What you will do = Apart from the images, output the data below exactly.

(Images for object localization)
=-=-=-=-=
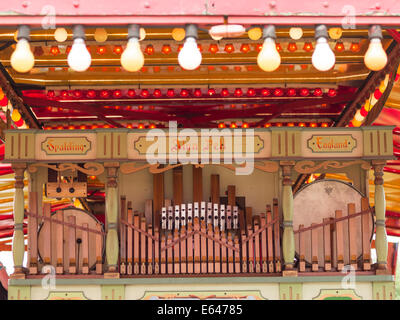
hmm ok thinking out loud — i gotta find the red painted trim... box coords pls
[386,211,400,218]
[387,29,400,44]
[228,16,400,26]
[0,15,225,27]
[387,230,400,237]
[384,167,400,174]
=-=-=-=-=
Exercise solution =
hmm ok thinking out loud — i gotta find the red painted trim... box coords pls
[386,211,400,218]
[387,29,400,44]
[228,16,400,26]
[0,15,225,27]
[387,230,400,237]
[384,167,400,174]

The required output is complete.